Directive 1: Add 81 to every x and y coordinate in the answers of the records. Then give back all the lines of the records, starting with the line that contains "the rear side" and going on through the end of the records, with their requests included.

-- Start of Source excerpt --

5 Smart Spending Strategies

August 11, 2020 · 6 minute read

We’re here to help! First and foremost, SoFi Learn strives to be a beneficial resource to you as you navigate your financial journey. Read more We develop content that covers a variety of financial topics. Sometimes, that content may include information about products, features, or services that SoFi does not provide. We aim to break down complicated concepts, loop you in on the latest trends, and keep you up-to-date on the stuff you can use to help get your money right. Read less

5 Smart Spending Strategies

When it comes to budgeting, some of us live by the saying, “Out of sight, out of mind.” If you can’t see those charges coming through on your credit card, did they ever really happen?

Only two in five Americans keep a budget or track expenses, but burying your head in the sand can only go on for so long.

At some point, bills will be due, and everything will need to be sorted out. Instead of letting your spending hit you like an avalanche, consider adopting some smart budgeting strategies that take the stress out of spending.

5 Spending Tactics

1. Track Your Spending

For many implementing smart spending strategies, the first instinct is to enact a strict budget. However, it’s hard to get a true sense of what your budget will look like if you’re not familiar with your spending habits.

You could start by excavating last month’s spending using the highlighter method. Print out statements from credit cards, bank accounts, and ATM cards. Armed with an assortment of fun highlighter colors, go through each statement, highlighting by spending category.

There’s no hard and fast rule regarding categories; you might highlight all food expenses one color, or perhaps you want to drill down and dedicate different colors for spending on meals out versus groceries. A simple category breakdown might look like this:

•   Household expenses (rent/mortgage, ultities, home insurance)
•   Food (groceries, dining out, coffee, etc.)
•   Transport (car payments, rideshares, gas, auto insurance, etc.)
•   Debt and Monthly Bills (student loans, credit cards, not including home utilities)

Once you’ve gone through and highlighted by category, you can add up the totals for each. While the numbers certainly matter, the visual can be just as helpful.

Are you highlighting credit card statements like crazy with transactions on food? Might be time to reconsider your eating out budget. Is there an Uber charge every other line? Maybe your spending weakness is your daily rideshare habit.

The one thing you shouldn’t feel from this exercise is shame or embarrassment. Most of us over-highlight in at least one category, or overspend when it comes to specific items. Pat yourself on the back for highlighting the issue, and addressing it.

Not one for paper and highlighter? Your bank might provide a similar budget tracking feature online. Or, if you’re looking to see big picture spending all in one place, SoFi Relay® can track all of your spending in one place.

-- End of Source excerpt --
-- Start of Material provided --

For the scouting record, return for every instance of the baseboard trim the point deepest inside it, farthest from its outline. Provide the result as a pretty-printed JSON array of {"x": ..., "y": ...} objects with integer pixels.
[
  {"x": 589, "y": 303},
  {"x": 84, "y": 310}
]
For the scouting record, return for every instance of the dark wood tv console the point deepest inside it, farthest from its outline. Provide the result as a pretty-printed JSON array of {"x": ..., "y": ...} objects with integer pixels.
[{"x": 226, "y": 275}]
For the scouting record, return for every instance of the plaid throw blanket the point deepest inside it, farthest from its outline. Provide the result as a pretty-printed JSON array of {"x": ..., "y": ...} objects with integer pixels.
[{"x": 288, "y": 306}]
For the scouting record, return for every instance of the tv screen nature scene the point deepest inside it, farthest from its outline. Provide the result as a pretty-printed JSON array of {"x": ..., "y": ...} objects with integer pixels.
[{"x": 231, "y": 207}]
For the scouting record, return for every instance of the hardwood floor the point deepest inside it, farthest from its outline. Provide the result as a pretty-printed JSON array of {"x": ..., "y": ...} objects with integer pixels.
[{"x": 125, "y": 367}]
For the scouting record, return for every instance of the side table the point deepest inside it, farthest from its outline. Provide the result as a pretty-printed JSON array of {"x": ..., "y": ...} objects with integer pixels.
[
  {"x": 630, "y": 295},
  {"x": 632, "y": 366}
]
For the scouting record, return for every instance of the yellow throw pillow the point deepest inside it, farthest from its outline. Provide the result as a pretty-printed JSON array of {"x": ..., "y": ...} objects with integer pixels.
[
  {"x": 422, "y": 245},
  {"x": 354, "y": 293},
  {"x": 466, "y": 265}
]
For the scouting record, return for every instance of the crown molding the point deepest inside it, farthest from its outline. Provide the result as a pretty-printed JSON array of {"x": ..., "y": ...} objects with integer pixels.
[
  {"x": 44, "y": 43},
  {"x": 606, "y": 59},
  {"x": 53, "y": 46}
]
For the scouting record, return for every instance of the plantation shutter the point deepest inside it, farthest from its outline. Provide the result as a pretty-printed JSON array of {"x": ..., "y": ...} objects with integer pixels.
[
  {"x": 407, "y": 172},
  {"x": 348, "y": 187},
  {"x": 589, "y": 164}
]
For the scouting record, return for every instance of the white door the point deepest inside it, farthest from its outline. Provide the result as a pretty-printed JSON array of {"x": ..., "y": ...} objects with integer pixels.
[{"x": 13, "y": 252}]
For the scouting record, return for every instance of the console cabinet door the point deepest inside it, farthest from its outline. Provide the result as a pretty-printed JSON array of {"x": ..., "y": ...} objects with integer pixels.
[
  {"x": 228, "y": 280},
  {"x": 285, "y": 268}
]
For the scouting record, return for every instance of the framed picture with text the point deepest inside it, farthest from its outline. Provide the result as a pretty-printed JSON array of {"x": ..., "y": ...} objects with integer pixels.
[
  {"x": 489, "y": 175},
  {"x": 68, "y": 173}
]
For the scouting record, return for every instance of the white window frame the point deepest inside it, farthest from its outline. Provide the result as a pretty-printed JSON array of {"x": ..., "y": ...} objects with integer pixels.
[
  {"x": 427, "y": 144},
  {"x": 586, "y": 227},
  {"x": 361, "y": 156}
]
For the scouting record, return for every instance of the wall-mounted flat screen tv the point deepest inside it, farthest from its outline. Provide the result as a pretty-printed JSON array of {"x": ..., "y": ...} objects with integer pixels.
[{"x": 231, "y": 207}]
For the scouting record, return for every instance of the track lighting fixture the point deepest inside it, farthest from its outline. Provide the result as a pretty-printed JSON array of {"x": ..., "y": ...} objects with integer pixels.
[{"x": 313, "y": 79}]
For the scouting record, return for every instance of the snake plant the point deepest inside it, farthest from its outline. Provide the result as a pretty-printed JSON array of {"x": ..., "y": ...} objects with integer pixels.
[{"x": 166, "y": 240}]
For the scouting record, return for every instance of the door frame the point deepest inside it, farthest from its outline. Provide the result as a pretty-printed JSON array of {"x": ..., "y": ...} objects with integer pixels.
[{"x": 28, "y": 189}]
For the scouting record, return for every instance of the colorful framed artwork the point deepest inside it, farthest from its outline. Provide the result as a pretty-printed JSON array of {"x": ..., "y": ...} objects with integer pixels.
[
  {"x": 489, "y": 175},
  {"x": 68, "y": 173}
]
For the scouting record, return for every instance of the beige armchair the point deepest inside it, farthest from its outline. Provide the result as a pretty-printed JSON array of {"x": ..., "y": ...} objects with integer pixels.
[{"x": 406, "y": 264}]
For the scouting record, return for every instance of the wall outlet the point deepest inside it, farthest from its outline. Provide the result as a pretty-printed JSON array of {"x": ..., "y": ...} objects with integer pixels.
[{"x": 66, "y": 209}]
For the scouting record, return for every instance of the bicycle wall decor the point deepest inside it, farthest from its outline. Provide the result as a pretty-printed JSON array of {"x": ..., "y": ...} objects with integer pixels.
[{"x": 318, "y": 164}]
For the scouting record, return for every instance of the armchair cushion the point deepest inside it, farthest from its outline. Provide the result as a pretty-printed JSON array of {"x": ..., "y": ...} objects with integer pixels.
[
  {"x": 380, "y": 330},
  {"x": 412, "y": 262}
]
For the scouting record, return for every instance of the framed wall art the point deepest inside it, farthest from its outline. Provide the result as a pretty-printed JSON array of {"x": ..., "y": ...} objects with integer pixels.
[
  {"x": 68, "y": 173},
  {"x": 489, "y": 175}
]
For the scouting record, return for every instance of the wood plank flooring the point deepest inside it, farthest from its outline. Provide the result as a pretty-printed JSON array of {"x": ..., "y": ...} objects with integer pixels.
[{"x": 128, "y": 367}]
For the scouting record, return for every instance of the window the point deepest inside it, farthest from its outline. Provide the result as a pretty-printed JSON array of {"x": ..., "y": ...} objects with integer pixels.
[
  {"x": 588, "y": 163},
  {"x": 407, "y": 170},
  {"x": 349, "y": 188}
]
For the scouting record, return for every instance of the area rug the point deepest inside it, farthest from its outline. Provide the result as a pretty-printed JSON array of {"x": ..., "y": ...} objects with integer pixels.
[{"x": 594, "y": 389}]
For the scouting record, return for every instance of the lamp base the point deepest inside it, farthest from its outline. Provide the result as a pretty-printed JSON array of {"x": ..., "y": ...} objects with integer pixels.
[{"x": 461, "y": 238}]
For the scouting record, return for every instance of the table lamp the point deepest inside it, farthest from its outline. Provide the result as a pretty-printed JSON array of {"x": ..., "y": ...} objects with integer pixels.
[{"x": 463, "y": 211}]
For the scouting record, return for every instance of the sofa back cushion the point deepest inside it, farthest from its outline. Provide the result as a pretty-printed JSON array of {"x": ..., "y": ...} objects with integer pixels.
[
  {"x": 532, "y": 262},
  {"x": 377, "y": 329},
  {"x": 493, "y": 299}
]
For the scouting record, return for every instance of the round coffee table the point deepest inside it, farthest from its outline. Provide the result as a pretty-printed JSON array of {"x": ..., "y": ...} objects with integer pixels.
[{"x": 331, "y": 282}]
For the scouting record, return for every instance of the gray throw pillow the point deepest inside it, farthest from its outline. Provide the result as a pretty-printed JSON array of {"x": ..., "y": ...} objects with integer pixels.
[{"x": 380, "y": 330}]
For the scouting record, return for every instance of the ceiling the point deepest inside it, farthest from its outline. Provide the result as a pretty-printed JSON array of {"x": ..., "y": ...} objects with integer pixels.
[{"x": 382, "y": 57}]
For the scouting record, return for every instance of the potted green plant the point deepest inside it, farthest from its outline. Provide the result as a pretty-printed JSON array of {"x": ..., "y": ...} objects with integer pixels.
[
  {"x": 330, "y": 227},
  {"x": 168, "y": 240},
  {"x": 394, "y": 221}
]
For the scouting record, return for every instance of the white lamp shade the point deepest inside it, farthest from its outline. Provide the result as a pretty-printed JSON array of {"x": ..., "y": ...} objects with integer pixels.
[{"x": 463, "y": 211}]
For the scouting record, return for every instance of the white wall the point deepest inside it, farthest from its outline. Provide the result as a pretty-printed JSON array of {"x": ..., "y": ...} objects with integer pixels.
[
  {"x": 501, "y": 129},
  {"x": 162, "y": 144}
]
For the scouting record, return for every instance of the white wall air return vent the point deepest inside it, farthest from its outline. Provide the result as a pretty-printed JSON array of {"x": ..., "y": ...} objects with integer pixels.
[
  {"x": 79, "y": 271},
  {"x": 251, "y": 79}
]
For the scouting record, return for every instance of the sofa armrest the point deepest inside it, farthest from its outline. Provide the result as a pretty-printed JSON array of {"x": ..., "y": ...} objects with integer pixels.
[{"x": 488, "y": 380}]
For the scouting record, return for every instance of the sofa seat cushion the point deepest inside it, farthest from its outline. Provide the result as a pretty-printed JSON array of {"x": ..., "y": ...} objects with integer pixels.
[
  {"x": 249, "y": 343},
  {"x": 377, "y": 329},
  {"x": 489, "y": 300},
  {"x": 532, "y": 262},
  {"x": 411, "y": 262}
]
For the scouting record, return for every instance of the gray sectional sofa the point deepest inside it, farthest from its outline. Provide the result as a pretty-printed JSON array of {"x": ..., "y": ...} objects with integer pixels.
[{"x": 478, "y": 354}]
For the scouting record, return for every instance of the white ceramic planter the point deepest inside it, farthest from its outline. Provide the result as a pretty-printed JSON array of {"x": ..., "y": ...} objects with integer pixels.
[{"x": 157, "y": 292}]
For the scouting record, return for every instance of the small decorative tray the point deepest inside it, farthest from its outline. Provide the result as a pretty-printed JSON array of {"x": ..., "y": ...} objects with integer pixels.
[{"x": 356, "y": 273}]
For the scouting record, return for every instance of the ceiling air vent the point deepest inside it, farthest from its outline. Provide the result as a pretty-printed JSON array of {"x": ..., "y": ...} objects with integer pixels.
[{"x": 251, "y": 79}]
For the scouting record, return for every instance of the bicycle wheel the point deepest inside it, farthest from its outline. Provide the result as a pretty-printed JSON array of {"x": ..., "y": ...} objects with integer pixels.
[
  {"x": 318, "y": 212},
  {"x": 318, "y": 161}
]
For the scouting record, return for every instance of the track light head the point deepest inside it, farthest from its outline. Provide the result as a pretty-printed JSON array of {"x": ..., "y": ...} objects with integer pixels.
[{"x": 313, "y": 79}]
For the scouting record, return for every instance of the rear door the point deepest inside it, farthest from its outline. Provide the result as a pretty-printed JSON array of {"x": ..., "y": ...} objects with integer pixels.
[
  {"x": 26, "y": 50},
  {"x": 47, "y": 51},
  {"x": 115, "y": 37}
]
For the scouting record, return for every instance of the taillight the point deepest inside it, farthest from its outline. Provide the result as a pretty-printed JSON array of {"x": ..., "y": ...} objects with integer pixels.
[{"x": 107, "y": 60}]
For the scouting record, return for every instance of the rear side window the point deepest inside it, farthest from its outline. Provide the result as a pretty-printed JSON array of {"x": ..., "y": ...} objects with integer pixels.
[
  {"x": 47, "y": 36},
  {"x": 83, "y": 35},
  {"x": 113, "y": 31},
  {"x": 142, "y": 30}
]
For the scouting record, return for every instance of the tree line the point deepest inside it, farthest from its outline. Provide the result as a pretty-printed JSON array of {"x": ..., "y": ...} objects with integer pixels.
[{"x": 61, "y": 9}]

-- End of Material provided --

Directive 2: Output the part of the spending article starting with "You could start" and going on through "ultities, home insurance)", copied word for word.

Exercise solution 1:
For the scouting record, return for every instance of the rear side window the point deepest inside it, farthest from its outline. Provide the result as a pretty-printed JSON array of {"x": ..., "y": ...} objects with integer pixels.
[
  {"x": 128, "y": 117},
  {"x": 164, "y": 116},
  {"x": 194, "y": 112},
  {"x": 223, "y": 111}
]
For the scouting record, return for every instance of the tree line the point deepest inside it, farthest from its outline. Provide the result as a pretty-printed JSON array of {"x": ..., "y": ...} objects with integer pixels.
[{"x": 142, "y": 90}]

Exercise solution 2:
You could start by excavating last month’s spending using the highlighter method. Print out statements from credit cards, bank accounts, and ATM cards. Armed with an assortment of fun highlighter colors, go through each statement, highlighting by spending category.

There’s no hard and fast rule regarding categories; you might highlight all food expenses one color, or perhaps you want to drill down and dedicate different colors for spending on meals out versus groceries. A simple category breakdown might look like this:

•   Household expenses (rent/mortgage, ultities, home insurance)